-- Opening Marker --

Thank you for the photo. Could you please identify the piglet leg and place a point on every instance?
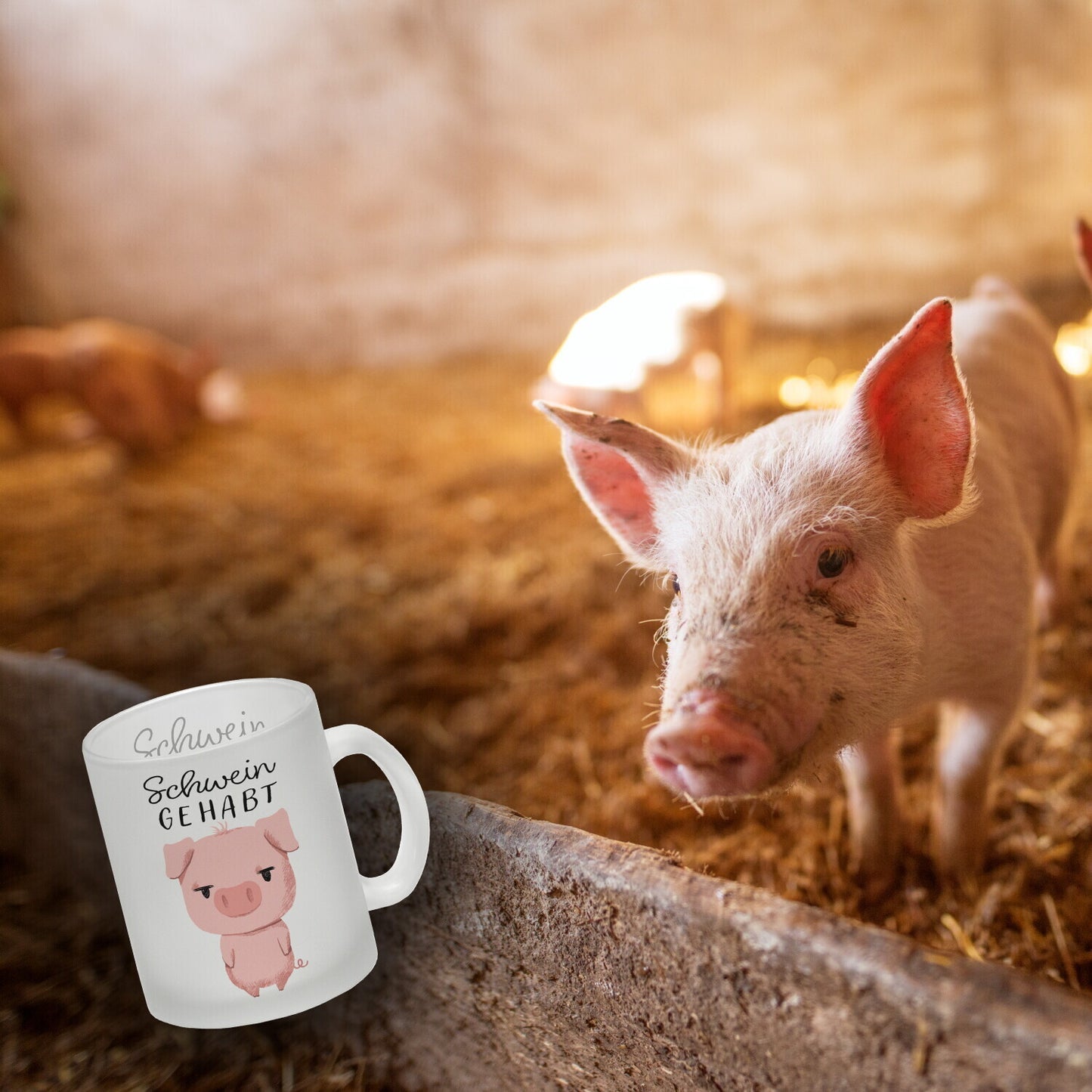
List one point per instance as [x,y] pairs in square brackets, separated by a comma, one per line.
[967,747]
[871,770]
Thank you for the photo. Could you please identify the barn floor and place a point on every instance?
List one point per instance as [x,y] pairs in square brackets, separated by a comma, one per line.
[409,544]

-- Closing Marker --
-- Opening Marker --

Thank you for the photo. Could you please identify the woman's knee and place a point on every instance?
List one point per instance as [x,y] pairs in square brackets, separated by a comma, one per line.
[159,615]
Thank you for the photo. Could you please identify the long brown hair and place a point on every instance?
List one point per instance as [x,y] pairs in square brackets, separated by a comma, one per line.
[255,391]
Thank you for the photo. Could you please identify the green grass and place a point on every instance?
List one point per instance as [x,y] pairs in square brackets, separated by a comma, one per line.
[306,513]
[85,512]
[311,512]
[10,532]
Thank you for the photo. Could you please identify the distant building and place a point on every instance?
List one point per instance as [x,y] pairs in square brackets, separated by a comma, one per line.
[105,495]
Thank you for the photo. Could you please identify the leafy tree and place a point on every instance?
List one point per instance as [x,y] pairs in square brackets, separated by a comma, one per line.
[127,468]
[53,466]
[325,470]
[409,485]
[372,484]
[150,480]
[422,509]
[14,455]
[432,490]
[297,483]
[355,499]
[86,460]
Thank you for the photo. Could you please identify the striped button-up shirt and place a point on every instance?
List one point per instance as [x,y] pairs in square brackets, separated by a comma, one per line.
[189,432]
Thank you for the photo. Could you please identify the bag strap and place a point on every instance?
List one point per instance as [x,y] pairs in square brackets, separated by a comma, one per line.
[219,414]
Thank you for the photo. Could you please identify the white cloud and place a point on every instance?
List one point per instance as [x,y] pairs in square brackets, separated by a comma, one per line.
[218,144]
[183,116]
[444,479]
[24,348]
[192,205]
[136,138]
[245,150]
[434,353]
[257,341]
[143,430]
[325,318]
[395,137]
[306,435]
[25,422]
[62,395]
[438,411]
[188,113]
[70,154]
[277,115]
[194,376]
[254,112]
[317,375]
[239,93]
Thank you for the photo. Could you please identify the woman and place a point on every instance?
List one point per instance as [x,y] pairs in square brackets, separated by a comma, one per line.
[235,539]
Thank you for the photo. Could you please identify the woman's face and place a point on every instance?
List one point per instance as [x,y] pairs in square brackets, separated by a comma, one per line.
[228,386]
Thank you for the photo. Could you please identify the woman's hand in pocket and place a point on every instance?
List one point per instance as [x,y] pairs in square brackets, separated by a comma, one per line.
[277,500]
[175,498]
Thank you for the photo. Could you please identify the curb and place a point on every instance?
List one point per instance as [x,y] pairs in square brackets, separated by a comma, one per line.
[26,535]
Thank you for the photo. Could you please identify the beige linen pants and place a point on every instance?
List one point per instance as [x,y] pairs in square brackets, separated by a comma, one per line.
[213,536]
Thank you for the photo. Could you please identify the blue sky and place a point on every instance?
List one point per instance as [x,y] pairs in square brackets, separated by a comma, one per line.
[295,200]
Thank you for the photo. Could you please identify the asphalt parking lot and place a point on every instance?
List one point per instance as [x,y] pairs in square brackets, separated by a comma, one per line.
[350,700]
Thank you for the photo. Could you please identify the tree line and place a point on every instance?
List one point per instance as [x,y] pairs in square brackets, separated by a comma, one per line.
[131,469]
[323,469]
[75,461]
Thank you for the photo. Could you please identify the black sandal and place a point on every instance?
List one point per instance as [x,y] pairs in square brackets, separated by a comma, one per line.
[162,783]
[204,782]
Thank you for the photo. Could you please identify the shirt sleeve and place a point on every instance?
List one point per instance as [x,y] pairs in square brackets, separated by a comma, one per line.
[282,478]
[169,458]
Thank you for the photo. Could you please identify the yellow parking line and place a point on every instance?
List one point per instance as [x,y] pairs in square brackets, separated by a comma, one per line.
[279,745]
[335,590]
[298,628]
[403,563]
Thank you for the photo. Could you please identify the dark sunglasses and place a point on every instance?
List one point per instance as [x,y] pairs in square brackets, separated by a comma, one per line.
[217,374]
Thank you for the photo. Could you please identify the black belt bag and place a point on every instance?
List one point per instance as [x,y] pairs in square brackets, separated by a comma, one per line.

-- Closing Marker --

- _Work instructions_
All lines above with the word "black" need to be reported.

- _Solution below_
Thank you for the photo. Could you please identify the black sandal and place a point on every instance?
Thank you for the photo. Could you please identify the black belt bag and place a point on every instance?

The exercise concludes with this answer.